◆ Task requirements ◆
(a) From the Sachatamia passage, duplicate the text starting at "Sachatamia is a" and ending at "deposited on leaves or rocks.".
(b) List every country the Sachatamia passage names as part of the genus's range.

Sachatamia is a small genus of glass frogs. They are found in Central America (Honduras, Nicaragua, Costa Rica, Panama) and northern South America (Colombia and northwestern Ecuador) at altitudes below 1500 m above sea level.

The generic name Sachatamia is derived from the Quichua words sacha for "forest" and tamia for "rain". This is a reference to the tropical rainforest habitat of these frogs. Sachatamia inhabit rainforests. The males call while sitting on leaves or rocks. The pigmented eggs are deposited on leaves or rocks.

==Description==
Sachatamia have moderate to extensive webbing between third and fourth fingers. The dorsum is lavender in preserved individuals and may have spots. Internal features include green bones (in live specimens), lobed liver that is covered by a transparent hepatic peritoneum, whereas the ventral parietal peritoneum is white in its anterior part and transparent in its poster part. The digestive tract is translucent. In terms of osteology, Sachatamia possess vomerine teeth and quadratojugal bone that is articulating with maxilla. The humeral spines are present in adult males of some of the species.

While distinct from most other glass frogs, there are no characters that could unambiguously place a species in Sachatamia or in the genus Rulyrana; genetic data are needed for an unambiguous allocation. The two genera, however, have disjunct distribution areas (Rulyrana are found in the Amazon Basin while Sachatamia are not found further east than the Colombian Cordillera Central).

==Species==
There are four species:
- Sachatamia albomaculata (Taylor, 1949)
- Sachatamia electrops (Rada, Jeckel, Caorsi, Barrientos, Rivera-Correa, and Grant, 2017)
- Sachatamia ilex (Savage, 1967)
- Sachatamia orejuela (Duellman and Burrowes, 1989)
- Sachatamia punctulata (Ruiz-Carranza and Lynch, 1995)

The AmphibiaWeb places Sachatamia orejuela in the genus Rulyrana.

◆ Data section ◆
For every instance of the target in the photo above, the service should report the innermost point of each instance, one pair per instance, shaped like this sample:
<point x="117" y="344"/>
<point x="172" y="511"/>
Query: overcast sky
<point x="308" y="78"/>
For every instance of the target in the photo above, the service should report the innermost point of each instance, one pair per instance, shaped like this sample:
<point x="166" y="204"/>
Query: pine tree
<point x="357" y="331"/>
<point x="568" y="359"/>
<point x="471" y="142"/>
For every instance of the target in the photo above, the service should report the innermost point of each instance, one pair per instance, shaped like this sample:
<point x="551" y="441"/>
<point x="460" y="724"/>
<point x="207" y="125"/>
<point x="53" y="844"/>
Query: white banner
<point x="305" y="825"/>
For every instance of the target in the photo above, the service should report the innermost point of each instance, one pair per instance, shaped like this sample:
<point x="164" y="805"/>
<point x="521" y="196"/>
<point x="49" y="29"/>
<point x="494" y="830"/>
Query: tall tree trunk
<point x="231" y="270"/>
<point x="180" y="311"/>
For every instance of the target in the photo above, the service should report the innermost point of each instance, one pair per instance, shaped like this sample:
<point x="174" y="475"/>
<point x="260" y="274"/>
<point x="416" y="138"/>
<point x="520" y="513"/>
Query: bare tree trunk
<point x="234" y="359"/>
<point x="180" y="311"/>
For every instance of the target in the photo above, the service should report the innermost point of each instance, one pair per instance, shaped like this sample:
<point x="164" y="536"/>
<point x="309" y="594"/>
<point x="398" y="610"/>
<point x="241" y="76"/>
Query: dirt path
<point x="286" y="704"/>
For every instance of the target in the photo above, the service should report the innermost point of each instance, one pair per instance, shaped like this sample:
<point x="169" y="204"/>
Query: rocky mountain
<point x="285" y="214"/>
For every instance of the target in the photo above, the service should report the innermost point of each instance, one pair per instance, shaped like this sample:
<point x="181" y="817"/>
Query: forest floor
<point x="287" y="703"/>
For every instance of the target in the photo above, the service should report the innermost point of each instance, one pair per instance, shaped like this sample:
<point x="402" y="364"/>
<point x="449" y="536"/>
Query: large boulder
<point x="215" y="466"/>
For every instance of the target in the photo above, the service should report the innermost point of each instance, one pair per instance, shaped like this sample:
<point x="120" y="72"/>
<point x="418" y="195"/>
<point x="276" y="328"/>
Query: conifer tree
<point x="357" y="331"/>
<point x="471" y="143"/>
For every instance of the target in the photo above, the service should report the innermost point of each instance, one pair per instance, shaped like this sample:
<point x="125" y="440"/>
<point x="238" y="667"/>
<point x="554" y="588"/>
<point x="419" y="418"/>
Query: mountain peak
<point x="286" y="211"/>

◆ Responses per task ◆
(a)
Sachatamia is a small genus of glass frogs. They are found in Central America (Honduras, Nicaragua, Costa Rica, Panama) and northern South America (Colombia and northwestern Ecuador) at altitudes below 1500 m above sea level.

The generic name Sachatamia is derived from the Quichua words sacha for "forest" and tamia for "rain". This is a reference to the tropical rainforest habitat of these frogs. Sachatamia inhabit rainforests. The males call while sitting on leaves or rocks. The pigmented eggs are deposited on leaves or rocks.

(b)
Honduras
Nicaragua
Costa Rica
Panama
Colombia
Ecuador